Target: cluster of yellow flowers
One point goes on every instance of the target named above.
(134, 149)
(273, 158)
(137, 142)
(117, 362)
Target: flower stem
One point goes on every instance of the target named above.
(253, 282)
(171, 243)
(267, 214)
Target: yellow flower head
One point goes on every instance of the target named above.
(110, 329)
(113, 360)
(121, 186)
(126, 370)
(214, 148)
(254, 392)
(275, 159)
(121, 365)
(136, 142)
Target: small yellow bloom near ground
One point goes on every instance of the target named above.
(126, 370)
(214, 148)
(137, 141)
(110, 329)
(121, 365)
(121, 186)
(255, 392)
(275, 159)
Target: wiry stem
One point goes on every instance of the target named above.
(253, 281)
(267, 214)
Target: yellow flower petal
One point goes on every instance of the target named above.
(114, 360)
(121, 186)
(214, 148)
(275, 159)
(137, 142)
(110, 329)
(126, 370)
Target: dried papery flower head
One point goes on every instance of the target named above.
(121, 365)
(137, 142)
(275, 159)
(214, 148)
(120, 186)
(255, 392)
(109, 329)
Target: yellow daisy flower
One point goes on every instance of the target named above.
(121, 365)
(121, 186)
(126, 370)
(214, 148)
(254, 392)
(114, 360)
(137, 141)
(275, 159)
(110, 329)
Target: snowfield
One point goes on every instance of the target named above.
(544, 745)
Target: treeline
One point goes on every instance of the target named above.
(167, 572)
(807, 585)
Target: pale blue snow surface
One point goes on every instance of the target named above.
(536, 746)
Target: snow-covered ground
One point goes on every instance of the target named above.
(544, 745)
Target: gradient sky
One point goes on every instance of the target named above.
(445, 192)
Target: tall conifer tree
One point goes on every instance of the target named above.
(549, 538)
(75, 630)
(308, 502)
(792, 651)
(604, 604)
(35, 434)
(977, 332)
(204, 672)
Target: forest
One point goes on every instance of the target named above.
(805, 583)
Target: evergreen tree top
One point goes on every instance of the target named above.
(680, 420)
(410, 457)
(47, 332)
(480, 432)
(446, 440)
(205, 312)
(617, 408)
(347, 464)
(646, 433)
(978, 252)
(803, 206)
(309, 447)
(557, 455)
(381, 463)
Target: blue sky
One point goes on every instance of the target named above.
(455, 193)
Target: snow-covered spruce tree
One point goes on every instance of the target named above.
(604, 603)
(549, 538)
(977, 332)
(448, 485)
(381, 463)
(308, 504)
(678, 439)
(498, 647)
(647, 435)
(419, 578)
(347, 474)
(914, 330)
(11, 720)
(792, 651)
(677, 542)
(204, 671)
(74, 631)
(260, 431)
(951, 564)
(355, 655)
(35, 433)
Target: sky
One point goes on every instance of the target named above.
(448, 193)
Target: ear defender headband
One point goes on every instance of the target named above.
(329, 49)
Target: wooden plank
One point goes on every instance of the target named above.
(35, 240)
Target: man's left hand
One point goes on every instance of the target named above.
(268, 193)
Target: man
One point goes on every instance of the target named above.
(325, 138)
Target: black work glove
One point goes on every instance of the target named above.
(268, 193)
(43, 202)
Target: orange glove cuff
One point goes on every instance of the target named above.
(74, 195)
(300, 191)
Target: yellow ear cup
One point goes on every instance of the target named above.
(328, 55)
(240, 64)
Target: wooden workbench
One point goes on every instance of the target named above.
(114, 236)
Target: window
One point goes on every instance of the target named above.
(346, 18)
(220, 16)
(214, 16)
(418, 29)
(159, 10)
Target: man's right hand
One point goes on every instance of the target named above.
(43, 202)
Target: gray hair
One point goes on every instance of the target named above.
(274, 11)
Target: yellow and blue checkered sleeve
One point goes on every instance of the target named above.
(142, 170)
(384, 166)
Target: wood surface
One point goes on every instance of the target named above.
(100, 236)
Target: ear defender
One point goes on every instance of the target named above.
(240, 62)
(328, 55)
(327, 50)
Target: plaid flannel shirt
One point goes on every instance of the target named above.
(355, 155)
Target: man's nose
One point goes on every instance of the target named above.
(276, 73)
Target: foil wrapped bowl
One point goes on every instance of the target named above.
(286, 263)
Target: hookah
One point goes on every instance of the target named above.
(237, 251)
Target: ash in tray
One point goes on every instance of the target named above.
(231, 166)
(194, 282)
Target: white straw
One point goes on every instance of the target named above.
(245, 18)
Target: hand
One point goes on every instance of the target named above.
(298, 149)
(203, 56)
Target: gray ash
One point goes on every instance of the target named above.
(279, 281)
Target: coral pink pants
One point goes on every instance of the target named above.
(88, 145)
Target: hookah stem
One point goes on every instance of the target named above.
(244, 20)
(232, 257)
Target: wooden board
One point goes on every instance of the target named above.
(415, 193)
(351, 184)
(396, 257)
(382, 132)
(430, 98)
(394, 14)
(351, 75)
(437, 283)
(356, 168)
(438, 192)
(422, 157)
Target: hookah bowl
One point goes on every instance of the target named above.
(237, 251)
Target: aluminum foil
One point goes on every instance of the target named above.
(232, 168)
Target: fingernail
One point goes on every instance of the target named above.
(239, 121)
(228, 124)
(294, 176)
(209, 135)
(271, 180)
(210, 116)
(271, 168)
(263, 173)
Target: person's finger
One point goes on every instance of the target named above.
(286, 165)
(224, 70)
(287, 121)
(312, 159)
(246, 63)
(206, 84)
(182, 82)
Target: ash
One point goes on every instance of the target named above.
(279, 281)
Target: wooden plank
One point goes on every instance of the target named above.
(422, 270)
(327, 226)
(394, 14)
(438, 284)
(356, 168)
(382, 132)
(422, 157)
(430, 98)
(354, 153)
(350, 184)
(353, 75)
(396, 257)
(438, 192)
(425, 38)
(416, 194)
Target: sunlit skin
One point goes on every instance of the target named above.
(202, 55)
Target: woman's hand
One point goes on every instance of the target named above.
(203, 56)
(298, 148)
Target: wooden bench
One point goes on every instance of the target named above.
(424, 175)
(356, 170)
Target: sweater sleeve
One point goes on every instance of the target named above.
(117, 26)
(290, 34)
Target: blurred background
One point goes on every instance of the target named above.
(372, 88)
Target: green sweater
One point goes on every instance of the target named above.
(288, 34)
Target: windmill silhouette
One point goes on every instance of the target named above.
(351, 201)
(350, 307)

********************

YOUR INSTRUCTIONS:
The data above needs to be repeated exactly, line for line.

ANSWER TO THE EXERCISE:
Target: cluster of yellow flowers
One point goes on every instance of the target named above.
(134, 149)
(273, 158)
(137, 142)
(117, 362)
Target: flower stem
One point goes on every instance of the target named above.
(253, 282)
(171, 243)
(267, 214)
Target: yellow flower head
One point goes on every instance of the target named above.
(110, 329)
(113, 360)
(121, 186)
(126, 370)
(214, 148)
(254, 392)
(275, 159)
(121, 365)
(136, 142)
Target: small yellow bloom near ground
One point goes on every instance of the target named above.
(126, 370)
(214, 148)
(137, 141)
(110, 329)
(121, 365)
(121, 186)
(255, 392)
(275, 159)
Target: wiry stem
One point goes on every instance of the target named above.
(253, 281)
(267, 214)
Target: yellow flower petal
One point goes on every instance of the target named above.
(114, 360)
(121, 186)
(214, 148)
(275, 159)
(137, 142)
(110, 329)
(126, 370)
Target: dried papery flower head
One point goes on every instance of the target named above.
(121, 365)
(137, 142)
(275, 159)
(214, 148)
(120, 186)
(255, 392)
(109, 329)
Target: yellow daisy flower
One point goes on every instance of the target named above.
(121, 365)
(121, 186)
(126, 370)
(214, 148)
(254, 392)
(114, 360)
(137, 141)
(275, 159)
(110, 329)
Target: snowfield
One point goes on every instance of the target named above.
(544, 745)
Target: treeline
One point goes on every instance of the target named above.
(167, 572)
(807, 585)
Target: pale blue snow surface
One point goes on every instance of the target named above.
(536, 746)
Target: snow-covered ground
One point goes on every instance of the target named above.
(544, 745)
Target: gradient sky
One point goes on every instance of the target named above.
(445, 192)
Target: tall conifer tree
One point goes on every instance of the target named above.
(549, 538)
(75, 630)
(308, 502)
(792, 651)
(604, 604)
(35, 434)
(977, 332)
(204, 672)
Target: forest
One point goes on every instance of the target named above.
(805, 583)
Target: evergreen tree top
One point goes on every instance of the target named above.
(680, 420)
(410, 457)
(47, 332)
(480, 432)
(446, 440)
(205, 312)
(617, 408)
(347, 464)
(646, 433)
(978, 252)
(803, 206)
(309, 447)
(557, 455)
(381, 463)
Target: blue sky
One point goes on every instance of the target named above.
(455, 193)
Target: snow-covered spruce tree
One point goes on every instance of the target named above.
(604, 603)
(549, 538)
(977, 332)
(448, 485)
(381, 463)
(308, 504)
(678, 439)
(498, 647)
(647, 435)
(419, 578)
(347, 474)
(914, 330)
(11, 720)
(792, 651)
(677, 542)
(204, 671)
(74, 631)
(260, 431)
(951, 564)
(355, 655)
(35, 433)
Target: sky
One point goes on every instance of the target named above.
(448, 193)
Target: ear defender headband
One point goes on every instance of the target named above.
(329, 49)
Target: wooden plank
One point goes on every instance of the target named above.
(35, 240)
Target: man's left hand
One point goes on every instance of the target named above.
(268, 193)
Target: man
One point goes on every instance of the target named above.
(325, 138)
Target: black work glove
One point goes on every instance of the target named above.
(268, 193)
(43, 202)
Target: orange glove cuff
One point goes on every instance of the target named above.
(74, 195)
(300, 191)
Target: yellow ear cup
One point goes on every instance of the target named above.
(328, 55)
(240, 64)
Target: wooden workbench
One point goes on every instance of the target named above.
(114, 236)
Target: window
One point goes on every instance of the target named above.
(346, 18)
(220, 16)
(214, 16)
(418, 29)
(159, 10)
Target: man's right hand
One point goes on every instance of the target named above.
(43, 202)
Target: gray hair
One point goes on every instance of the target named above.
(274, 11)
Target: yellow and blue checkered sleeve
One point goes on every instance of the target named above.
(142, 170)
(384, 166)
Target: wood surface
One point goes on every instance of the target named above.
(100, 236)
Target: ear defender
One point goes on every instance of the target named above.
(240, 62)
(328, 55)
(327, 50)
Target: plaid flannel shirt
One point goes on every instance of the target named above.
(355, 155)
Target: man's nose
One point goes on every instance of the target named above.
(276, 73)
Target: foil wrapped bowl
One point goes on every instance of the target named above.
(286, 263)
Target: hookah
One point goes on every instance of the target named above.
(237, 251)
Target: ash in tray
One point goes on every instance of the target named above.
(231, 166)
(194, 282)
Target: white straw
One point goes on every instance of the target named above.
(245, 18)
Target: hand
One point goes on every instance of the target named above.
(298, 149)
(203, 56)
Target: gray ash
One point goes on every instance of the target named above.
(279, 281)
Target: coral pink pants
One point goes on every instance of the target named above.
(88, 145)
Target: hookah stem
One point goes on every instance of the target named above.
(244, 20)
(232, 257)
Target: wooden board
One point goes on every instance of the target named above.
(415, 193)
(351, 184)
(396, 257)
(382, 132)
(430, 98)
(394, 14)
(351, 75)
(437, 283)
(356, 168)
(438, 192)
(422, 157)
Target: hookah bowl
One point goes on every instance of the target named above.
(237, 251)
Target: aluminum foil
One point goes on every instance of the target named above.
(232, 168)
Target: fingernail
One point goes on every instance of the target named above.
(239, 121)
(228, 124)
(294, 176)
(209, 135)
(271, 180)
(210, 116)
(271, 168)
(263, 173)
Target: person's finger
One point goes on every instance of the target named above.
(286, 165)
(224, 70)
(287, 121)
(312, 159)
(246, 63)
(206, 84)
(182, 82)
Target: ash
One point goes on every instance of the target named above.
(279, 281)
Target: wooden plank
One point goes on every instance of the target named above.
(422, 270)
(327, 226)
(394, 14)
(438, 284)
(356, 168)
(382, 132)
(422, 157)
(430, 98)
(354, 153)
(350, 184)
(353, 75)
(396, 257)
(438, 192)
(425, 38)
(416, 194)
Target: sunlit skin
One point goes on every instance of the target named above.
(202, 55)
Target: woman's hand
One point goes on every instance of the target named above.
(203, 56)
(298, 148)
Target: wooden bench
One point goes on every instance of the target named above.
(424, 175)
(356, 170)
Target: sweater sleeve
One point goes on every instance of the target named above.
(117, 26)
(290, 34)
Target: blurred background
One point goes on every instance of the target named above.
(372, 88)
Target: green sweater
One point goes on every instance of the target named above.
(288, 34)
Target: windmill silhouette
One point goes on every instance of the target named above.
(351, 201)
(350, 307)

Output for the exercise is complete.